[Natural language region descriptions]
------------------------------------------------------------------------

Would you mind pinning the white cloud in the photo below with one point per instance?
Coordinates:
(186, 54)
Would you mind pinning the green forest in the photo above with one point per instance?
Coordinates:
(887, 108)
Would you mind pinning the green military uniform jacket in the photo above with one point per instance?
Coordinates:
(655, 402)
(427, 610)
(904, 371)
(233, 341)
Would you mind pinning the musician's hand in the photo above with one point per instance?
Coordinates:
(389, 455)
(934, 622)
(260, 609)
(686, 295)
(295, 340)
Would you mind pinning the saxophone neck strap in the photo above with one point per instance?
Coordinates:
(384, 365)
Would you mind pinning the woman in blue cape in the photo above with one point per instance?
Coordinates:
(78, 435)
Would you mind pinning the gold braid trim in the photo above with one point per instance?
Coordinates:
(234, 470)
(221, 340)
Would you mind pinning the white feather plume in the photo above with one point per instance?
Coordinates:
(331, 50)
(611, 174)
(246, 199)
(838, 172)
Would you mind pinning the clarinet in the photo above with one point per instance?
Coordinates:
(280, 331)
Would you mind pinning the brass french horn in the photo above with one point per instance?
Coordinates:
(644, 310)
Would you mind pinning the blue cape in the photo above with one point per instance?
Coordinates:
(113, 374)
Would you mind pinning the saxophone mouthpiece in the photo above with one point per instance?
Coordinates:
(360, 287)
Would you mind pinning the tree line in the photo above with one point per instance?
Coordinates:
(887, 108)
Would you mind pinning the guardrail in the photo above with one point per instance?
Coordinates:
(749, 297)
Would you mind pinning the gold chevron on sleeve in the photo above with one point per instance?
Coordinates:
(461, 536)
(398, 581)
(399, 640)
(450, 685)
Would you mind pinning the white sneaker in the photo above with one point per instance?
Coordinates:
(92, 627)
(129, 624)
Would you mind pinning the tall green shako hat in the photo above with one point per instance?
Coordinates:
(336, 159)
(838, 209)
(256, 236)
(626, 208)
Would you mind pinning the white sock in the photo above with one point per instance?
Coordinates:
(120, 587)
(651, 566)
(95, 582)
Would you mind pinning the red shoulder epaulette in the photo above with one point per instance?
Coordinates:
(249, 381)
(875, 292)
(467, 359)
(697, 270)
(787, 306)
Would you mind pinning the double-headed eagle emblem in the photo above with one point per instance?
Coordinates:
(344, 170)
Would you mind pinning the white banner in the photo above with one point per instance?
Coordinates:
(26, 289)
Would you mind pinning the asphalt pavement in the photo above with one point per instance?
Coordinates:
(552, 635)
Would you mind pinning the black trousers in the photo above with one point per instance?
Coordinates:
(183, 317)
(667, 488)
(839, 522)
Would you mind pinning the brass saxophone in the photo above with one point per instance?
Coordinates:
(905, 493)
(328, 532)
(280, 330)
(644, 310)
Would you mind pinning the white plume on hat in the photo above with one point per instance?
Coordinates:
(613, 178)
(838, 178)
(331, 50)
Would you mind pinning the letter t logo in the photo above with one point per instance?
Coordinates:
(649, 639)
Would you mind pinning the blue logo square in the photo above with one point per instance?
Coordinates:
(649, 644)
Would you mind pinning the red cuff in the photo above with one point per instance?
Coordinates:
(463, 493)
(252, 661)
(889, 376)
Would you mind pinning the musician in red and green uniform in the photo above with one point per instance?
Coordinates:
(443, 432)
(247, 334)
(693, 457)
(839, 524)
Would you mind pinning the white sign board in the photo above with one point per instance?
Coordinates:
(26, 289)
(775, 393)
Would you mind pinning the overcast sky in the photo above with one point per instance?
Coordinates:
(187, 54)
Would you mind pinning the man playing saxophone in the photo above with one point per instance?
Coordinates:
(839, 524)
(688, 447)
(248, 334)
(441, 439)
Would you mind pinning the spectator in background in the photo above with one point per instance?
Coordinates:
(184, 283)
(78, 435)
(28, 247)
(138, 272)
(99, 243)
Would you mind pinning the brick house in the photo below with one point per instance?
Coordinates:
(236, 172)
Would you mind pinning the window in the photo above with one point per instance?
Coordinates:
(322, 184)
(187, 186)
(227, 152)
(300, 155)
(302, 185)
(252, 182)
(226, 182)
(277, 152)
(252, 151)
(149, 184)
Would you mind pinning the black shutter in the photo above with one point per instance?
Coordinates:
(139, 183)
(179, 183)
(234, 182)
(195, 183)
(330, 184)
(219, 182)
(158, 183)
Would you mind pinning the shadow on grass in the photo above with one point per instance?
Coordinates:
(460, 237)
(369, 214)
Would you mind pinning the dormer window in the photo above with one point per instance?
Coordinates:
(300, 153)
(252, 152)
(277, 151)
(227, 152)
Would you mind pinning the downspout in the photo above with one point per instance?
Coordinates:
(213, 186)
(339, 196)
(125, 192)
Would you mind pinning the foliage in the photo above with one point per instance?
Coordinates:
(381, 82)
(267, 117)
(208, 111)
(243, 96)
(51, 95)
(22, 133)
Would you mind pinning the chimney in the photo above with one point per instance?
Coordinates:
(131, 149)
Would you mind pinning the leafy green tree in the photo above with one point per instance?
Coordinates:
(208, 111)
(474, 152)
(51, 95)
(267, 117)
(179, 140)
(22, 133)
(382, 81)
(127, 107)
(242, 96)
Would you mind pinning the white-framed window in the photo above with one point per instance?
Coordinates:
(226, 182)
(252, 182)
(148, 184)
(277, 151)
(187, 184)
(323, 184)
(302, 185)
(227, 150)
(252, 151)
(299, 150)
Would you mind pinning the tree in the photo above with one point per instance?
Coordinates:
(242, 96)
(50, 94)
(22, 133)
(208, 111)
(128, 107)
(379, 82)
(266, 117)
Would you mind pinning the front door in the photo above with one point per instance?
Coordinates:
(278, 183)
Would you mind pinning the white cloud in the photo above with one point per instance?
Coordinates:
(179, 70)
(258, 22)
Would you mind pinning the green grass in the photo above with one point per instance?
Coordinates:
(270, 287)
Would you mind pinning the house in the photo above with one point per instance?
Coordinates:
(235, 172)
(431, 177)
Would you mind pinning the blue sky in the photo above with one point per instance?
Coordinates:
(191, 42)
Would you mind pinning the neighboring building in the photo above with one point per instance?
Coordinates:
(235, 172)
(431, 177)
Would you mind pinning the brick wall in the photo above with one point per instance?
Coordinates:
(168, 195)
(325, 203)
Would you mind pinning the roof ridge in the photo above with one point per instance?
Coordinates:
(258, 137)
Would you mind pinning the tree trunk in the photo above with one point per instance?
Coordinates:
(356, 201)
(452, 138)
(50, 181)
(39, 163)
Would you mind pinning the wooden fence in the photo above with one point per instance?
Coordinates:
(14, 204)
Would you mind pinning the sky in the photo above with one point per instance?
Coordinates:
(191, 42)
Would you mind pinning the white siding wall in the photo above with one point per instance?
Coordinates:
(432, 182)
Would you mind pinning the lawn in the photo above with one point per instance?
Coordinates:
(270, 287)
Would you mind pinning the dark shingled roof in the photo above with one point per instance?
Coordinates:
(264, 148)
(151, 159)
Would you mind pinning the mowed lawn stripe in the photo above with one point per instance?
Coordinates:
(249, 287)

------------------------------------------------------------------------

ACTIVITY:
Whenever a line above contains "wall", copy that line.

WRITTEN SOLUTION:
Would you mind pinning the brick wall in the photo above with one point per instance?
Would you mind pinning the white siding wall in the photo above with one point per instance?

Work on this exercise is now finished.